- [Exercise details]:
Rewrite the records below, changing "broken concrete slab" to "cracked concrete slab" everywhere and leaving everything else unchanged.

• • • • • • •

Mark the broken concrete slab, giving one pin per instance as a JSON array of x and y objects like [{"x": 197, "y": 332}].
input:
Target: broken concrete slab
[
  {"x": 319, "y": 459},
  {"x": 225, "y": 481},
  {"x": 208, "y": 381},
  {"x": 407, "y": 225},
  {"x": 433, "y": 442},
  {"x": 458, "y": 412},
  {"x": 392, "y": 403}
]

• • • • • • •

- [Written answer]:
Mark the cracked concrete slab, giving one pin per instance as a JSON array of x and y objects like [{"x": 197, "y": 332}].
input:
Target: cracked concrete slab
[
  {"x": 319, "y": 459},
  {"x": 225, "y": 481},
  {"x": 208, "y": 381},
  {"x": 407, "y": 225},
  {"x": 433, "y": 442},
  {"x": 458, "y": 412},
  {"x": 392, "y": 403}
]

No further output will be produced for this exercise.